§ Directions for this task:
Stop after the line that contains "Target: shoreline". Until then, retype each line of the entries exactly from the first one, skipping pictures.

§ Provided information:
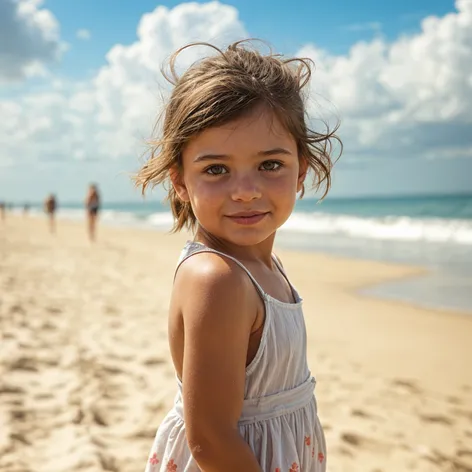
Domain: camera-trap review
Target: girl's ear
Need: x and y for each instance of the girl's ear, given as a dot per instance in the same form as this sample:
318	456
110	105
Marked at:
179	185
303	169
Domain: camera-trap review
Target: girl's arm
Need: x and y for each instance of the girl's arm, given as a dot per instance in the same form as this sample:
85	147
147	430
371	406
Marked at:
219	309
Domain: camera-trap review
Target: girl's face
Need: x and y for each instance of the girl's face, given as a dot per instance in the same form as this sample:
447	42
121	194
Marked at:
242	178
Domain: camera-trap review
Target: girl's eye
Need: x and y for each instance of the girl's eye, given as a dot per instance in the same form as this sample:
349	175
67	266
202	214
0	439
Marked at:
216	170
271	165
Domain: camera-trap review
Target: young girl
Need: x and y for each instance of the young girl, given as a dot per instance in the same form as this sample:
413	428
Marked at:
236	149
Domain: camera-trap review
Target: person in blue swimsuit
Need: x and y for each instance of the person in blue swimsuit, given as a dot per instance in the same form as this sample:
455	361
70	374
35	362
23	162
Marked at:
92	207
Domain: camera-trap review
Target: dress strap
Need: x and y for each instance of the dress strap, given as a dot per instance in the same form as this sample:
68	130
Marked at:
192	248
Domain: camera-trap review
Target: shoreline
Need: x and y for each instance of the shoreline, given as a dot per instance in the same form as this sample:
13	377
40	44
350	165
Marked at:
377	290
86	374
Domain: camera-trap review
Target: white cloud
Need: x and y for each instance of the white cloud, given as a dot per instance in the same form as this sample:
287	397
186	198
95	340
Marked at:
29	39
361	27
83	34
112	115
412	98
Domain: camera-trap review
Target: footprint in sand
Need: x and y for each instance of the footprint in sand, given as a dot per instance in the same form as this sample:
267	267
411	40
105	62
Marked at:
360	413
438	419
154	361
24	363
17	309
408	385
361	442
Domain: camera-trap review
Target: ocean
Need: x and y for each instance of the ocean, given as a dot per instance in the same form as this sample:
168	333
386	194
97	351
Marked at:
433	231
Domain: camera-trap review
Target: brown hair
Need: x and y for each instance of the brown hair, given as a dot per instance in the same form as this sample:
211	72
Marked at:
221	88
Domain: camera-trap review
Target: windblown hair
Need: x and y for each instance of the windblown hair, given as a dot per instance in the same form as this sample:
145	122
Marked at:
222	88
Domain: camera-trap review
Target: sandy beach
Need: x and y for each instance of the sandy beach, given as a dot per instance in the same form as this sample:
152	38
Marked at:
86	377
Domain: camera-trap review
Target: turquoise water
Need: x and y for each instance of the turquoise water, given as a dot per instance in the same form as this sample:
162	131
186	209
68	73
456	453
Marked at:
430	231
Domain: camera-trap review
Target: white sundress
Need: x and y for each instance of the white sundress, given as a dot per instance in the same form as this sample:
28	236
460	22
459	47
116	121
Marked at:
279	419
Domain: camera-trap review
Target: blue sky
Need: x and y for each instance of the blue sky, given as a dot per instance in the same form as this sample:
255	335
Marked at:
333	25
73	113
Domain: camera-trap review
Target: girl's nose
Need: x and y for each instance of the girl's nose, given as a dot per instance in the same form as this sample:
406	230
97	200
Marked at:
245	189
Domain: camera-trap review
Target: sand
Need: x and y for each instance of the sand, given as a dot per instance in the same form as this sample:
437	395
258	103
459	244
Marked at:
86	377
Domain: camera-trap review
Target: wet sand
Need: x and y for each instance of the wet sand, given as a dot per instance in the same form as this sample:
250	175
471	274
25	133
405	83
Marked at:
86	376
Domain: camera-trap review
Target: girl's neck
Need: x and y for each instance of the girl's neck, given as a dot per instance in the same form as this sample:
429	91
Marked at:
261	252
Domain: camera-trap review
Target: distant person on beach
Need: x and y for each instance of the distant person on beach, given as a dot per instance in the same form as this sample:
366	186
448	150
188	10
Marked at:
92	206
50	207
236	150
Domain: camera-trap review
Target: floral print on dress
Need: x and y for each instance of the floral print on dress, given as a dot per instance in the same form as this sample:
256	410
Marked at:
153	460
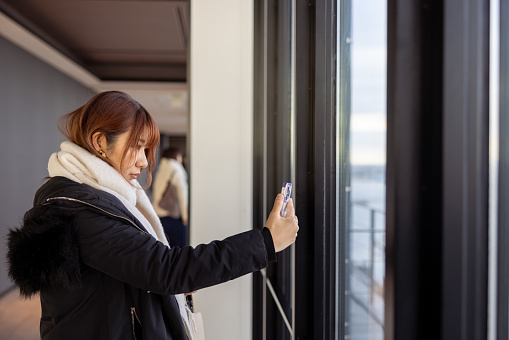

§ Result for this task:
Domain: camera-trap review
Target: girl's ear
Need: x and y for each instance of the girl's ear, given as a dot per instance in the same form as this sample:
318	456
110	105
Marked at:
179	185
303	169
Domain: camera-trap review
Target: girl's arm
Need: x and y for each instance of the girl's arm, given as a dot per instance in the same form as this sample:
85	147
147	430
371	406
Marked at:
219	309
Domain: camera-trap review
Target: girl's face
Need: x and y for each instance of the girl's face, given as a dot per instance in the same form as this sample:
447	42
121	194
Marked at:
242	178
Domain: camera-trap review
Target: girl's eye
Need: x and y for each instance of the girl's eye, given as a dot per instance in the same form as this sample:
349	175
67	266
202	214
0	439
Marked at:
216	170
271	165
Domain: camera-trap review
Target: young girl
Need: x and y for each instance of the young girl, given as a dot per instance in the same form as this sample:
413	428
Marked at:
236	149
Domain: camera-trap review
Target: person in blue swimsuit
Need: x and y for each instance of the person in blue swimsuit, given as a dot per instance in the same form as this sample:
455	361
70	374
35	362
23	162
Marked at:
92	207
Domain: camera-trap review
Target: dress strap
Need: x and y for each instance of the dress strap, given as a dot per instance in the same form as this sample:
68	130
Marked at:
192	248
Domain: camera-trap review
Target: shoreline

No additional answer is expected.